**WHAT THE TASK REQUIRES**.
Each line below has to be set down again exactly.

(EXCERPTED RECORDS begins)

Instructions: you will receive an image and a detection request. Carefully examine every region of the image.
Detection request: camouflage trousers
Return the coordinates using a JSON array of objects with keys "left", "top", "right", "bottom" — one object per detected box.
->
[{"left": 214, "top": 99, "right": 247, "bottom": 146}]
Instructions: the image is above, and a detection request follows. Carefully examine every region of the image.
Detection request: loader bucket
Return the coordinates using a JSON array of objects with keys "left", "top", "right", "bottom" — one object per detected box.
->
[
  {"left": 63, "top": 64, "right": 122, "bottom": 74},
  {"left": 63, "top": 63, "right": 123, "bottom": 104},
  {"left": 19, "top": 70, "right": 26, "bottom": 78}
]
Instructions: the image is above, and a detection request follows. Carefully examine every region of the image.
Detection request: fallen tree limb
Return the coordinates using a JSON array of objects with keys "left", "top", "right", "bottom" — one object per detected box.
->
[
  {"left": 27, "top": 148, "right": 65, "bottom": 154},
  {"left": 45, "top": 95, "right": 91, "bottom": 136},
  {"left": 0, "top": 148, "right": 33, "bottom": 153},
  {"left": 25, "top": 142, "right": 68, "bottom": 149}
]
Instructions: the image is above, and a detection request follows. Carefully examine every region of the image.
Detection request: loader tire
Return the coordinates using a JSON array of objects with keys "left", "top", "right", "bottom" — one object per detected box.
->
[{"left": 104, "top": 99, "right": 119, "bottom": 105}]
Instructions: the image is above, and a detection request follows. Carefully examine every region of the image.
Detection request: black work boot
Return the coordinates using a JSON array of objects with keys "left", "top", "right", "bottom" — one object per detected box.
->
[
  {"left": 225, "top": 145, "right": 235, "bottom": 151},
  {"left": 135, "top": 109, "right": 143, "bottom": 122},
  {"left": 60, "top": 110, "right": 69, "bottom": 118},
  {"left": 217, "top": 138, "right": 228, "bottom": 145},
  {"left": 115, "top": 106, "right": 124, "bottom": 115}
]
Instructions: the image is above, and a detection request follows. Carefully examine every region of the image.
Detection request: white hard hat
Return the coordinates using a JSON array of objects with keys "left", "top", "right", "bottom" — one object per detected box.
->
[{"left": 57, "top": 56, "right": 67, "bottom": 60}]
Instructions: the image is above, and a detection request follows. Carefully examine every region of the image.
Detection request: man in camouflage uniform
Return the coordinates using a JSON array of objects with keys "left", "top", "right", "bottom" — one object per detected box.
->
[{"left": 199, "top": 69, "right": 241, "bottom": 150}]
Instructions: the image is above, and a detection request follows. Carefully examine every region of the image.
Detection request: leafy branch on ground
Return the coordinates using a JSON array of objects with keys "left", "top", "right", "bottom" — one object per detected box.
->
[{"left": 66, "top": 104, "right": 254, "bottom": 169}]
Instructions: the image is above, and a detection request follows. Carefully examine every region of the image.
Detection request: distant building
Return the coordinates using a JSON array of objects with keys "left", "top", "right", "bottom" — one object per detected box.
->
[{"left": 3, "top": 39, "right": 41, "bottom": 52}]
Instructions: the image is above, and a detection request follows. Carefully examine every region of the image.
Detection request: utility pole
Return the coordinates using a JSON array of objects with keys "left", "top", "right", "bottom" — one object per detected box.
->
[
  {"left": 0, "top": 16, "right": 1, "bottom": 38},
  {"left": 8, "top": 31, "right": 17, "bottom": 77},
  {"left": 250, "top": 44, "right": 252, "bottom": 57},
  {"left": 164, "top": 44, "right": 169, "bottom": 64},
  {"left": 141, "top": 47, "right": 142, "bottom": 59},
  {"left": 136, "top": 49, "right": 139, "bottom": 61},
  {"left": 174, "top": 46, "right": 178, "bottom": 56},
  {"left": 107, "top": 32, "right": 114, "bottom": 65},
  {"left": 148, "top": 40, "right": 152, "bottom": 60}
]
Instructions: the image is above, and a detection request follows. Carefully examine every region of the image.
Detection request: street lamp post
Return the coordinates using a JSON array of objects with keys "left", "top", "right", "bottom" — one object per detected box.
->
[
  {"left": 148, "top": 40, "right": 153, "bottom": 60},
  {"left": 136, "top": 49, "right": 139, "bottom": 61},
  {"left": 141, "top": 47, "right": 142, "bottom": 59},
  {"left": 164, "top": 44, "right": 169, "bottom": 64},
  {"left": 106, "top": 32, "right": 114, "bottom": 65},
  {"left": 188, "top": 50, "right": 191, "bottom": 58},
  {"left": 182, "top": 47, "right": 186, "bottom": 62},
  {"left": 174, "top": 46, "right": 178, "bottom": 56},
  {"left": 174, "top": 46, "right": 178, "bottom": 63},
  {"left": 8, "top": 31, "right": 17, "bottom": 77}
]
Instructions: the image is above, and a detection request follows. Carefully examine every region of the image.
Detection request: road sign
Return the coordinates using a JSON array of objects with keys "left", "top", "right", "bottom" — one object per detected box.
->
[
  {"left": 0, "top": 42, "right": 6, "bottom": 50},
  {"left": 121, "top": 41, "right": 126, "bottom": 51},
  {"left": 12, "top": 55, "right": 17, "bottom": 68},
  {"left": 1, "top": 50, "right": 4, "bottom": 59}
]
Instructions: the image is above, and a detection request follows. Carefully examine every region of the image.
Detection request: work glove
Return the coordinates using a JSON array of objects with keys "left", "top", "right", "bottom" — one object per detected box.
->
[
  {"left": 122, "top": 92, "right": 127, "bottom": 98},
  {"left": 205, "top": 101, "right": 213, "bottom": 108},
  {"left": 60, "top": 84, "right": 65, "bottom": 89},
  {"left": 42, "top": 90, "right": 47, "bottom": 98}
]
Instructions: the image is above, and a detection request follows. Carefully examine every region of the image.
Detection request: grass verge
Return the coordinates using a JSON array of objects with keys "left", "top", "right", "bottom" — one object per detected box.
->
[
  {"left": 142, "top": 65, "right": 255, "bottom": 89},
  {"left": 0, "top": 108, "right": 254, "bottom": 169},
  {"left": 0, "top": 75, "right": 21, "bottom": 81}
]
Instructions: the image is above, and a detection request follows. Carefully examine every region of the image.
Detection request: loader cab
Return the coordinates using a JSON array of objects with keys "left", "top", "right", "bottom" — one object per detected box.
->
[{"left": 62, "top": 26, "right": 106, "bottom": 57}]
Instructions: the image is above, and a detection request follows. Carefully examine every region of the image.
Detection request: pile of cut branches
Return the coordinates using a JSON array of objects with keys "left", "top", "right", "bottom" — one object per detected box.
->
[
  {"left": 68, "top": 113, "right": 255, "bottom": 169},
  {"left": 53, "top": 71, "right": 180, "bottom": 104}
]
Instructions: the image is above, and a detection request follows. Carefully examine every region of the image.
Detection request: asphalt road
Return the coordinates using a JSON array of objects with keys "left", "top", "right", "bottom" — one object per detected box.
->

(EXCERPTED RECORDS ends)

**EXPECTED OUTPUT**.
Instructions: you will receive an image and a detection request. Carefully examine every region of the image.
Detection request: camouflage trousers
Return the coordinates using a JSON array of objects with keys "left", "top", "right", "bottom" — one object per detected box.
->
[{"left": 214, "top": 99, "right": 247, "bottom": 146}]
Instructions: the image is above, and a detection request follows. Carefully examine every region of the image.
Detection request: loader bucket
Return the coordinates using a JSON array of objects with keys "left", "top", "right", "bottom" — one object per detected box.
->
[
  {"left": 63, "top": 64, "right": 122, "bottom": 74},
  {"left": 63, "top": 63, "right": 123, "bottom": 104},
  {"left": 19, "top": 70, "right": 26, "bottom": 78}
]
Instructions: the image is above, and a detection request follows. Carefully examine every region of the image.
Detection request: fallen tree limb
Return the coordinates using a JSON array of objects with keys "left", "top", "right", "bottom" — one object per detected box.
->
[
  {"left": 27, "top": 148, "right": 65, "bottom": 154},
  {"left": 45, "top": 95, "right": 91, "bottom": 136},
  {"left": 0, "top": 148, "right": 33, "bottom": 153},
  {"left": 25, "top": 142, "right": 68, "bottom": 149}
]
Instructions: the image is above, and a detection request follows. Carefully examine every region of the image.
Detection request: loader tire
Return the coordinates using a JSON array of objects with keys "left", "top", "right", "bottom" — one object per detected box.
->
[{"left": 104, "top": 99, "right": 119, "bottom": 105}]
Instructions: the image is above, and a detection request follows. Carefully examine every region of the image.
Detection request: black work boot
Return the coordinates using a JSON array of objects with keys "left", "top", "right", "bottom" — one object per detected box.
->
[
  {"left": 225, "top": 145, "right": 235, "bottom": 151},
  {"left": 135, "top": 109, "right": 143, "bottom": 122},
  {"left": 60, "top": 110, "right": 69, "bottom": 118},
  {"left": 217, "top": 138, "right": 228, "bottom": 145},
  {"left": 115, "top": 106, "right": 124, "bottom": 115}
]
Instructions: the image is above, and a detection request follows. Carefully examine every region of the image.
Detection request: white hard hat
Return the coordinates using a JSON array of objects with keys "left", "top", "right", "bottom" — one object per detected box.
->
[{"left": 57, "top": 56, "right": 67, "bottom": 60}]
Instructions: the image is above, and a detection request follows. Carefully examine every region of the image.
Detection request: man in camouflage uniform
Return the coordinates using a JSON array of objects with keys "left", "top", "right", "bottom" — one object per detected box.
->
[{"left": 199, "top": 69, "right": 241, "bottom": 150}]
Instructions: the image is above, and a detection request follows. Carefully examine every region of the image.
Detection request: leafy branch on ground
Return the coordinates using a JSON array of objects with keys "left", "top", "right", "bottom" — one object per detected box.
->
[{"left": 66, "top": 104, "right": 254, "bottom": 169}]
Instructions: the image is above, and a detection request follows. Carefully examine every region of the image.
Detection request: distant building
Return the coordinates using a JSON array of objects with keys "left", "top", "right", "bottom" — one object per detected box.
->
[{"left": 3, "top": 39, "right": 41, "bottom": 52}]
Instructions: the image is above, and a detection request follows. Carefully examine every region of the image.
Detection request: utility pole
Return the coordinates using a JSON array of objects with keys "left", "top", "right", "bottom" — one object per detected box.
->
[
  {"left": 0, "top": 16, "right": 1, "bottom": 38},
  {"left": 8, "top": 31, "right": 17, "bottom": 77},
  {"left": 250, "top": 44, "right": 252, "bottom": 57},
  {"left": 164, "top": 44, "right": 169, "bottom": 64},
  {"left": 141, "top": 47, "right": 142, "bottom": 59},
  {"left": 136, "top": 49, "right": 139, "bottom": 61},
  {"left": 174, "top": 46, "right": 178, "bottom": 56},
  {"left": 107, "top": 32, "right": 114, "bottom": 65},
  {"left": 148, "top": 40, "right": 152, "bottom": 60}
]
Instructions: the image is above, and a detection request follows. Carefully examine every region of the image.
Detection request: street lamp post
Return the coordinates using a JSON array of objects with keys "left", "top", "right", "bottom" — one object per detected box.
->
[
  {"left": 148, "top": 40, "right": 153, "bottom": 60},
  {"left": 136, "top": 49, "right": 139, "bottom": 61},
  {"left": 141, "top": 47, "right": 142, "bottom": 59},
  {"left": 164, "top": 44, "right": 169, "bottom": 64},
  {"left": 106, "top": 32, "right": 114, "bottom": 65},
  {"left": 188, "top": 50, "right": 191, "bottom": 58},
  {"left": 182, "top": 47, "right": 186, "bottom": 62},
  {"left": 174, "top": 46, "right": 178, "bottom": 56},
  {"left": 174, "top": 46, "right": 178, "bottom": 63},
  {"left": 8, "top": 31, "right": 17, "bottom": 77}
]
Instructions: the image is above, and a detection request follows. Carefully examine every region of the image.
Detection request: road sign
Return the coordinates using a JSON array of objects with keys "left", "top", "right", "bottom" — one object per detected box.
->
[
  {"left": 0, "top": 42, "right": 6, "bottom": 50},
  {"left": 121, "top": 41, "right": 126, "bottom": 51},
  {"left": 12, "top": 55, "right": 17, "bottom": 68},
  {"left": 1, "top": 50, "right": 4, "bottom": 59}
]
Instructions: the image is above, and a detection request follows. Carefully examine every region of the image.
Detection request: work glove
Return the coordinates using a JSON array of objects with keys "left", "top", "right", "bottom" — one object per detected box.
->
[
  {"left": 122, "top": 92, "right": 127, "bottom": 98},
  {"left": 205, "top": 101, "right": 213, "bottom": 108},
  {"left": 60, "top": 84, "right": 65, "bottom": 89},
  {"left": 42, "top": 90, "right": 47, "bottom": 98}
]
Instructions: the image is above, and a detection request follows. Carefully examine every region of the image.
Detection request: grass verge
Return the coordinates using a JSON array of objects with keys "left", "top", "right", "bottom" — one object per detected box.
->
[
  {"left": 142, "top": 65, "right": 255, "bottom": 89},
  {"left": 0, "top": 108, "right": 254, "bottom": 169},
  {"left": 0, "top": 75, "right": 21, "bottom": 81}
]
Instructions: the image is above, and a detection request follows. Carefully examine every region of the image.
Detection request: loader cab
Return the coordinates using a JSON array of objects with keys "left", "top", "right", "bottom" — one object per detected box.
->
[{"left": 62, "top": 26, "right": 106, "bottom": 57}]
Instructions: the image is above, and a detection request follows. Carefully examine every region of the image.
Detection request: pile of cut branches
Return the coordinates using a JSON array of objects with keys "left", "top", "right", "bottom" — one object per detected box.
->
[
  {"left": 68, "top": 113, "right": 255, "bottom": 169},
  {"left": 53, "top": 71, "right": 180, "bottom": 104}
]
Instructions: the image is above, and a detection request follows. Carefully examine every region of the image.
Detection request: asphalt road
Return the coordinates using a JSON array of objects with keys "left", "top", "right", "bottom" — one object per detected box.
->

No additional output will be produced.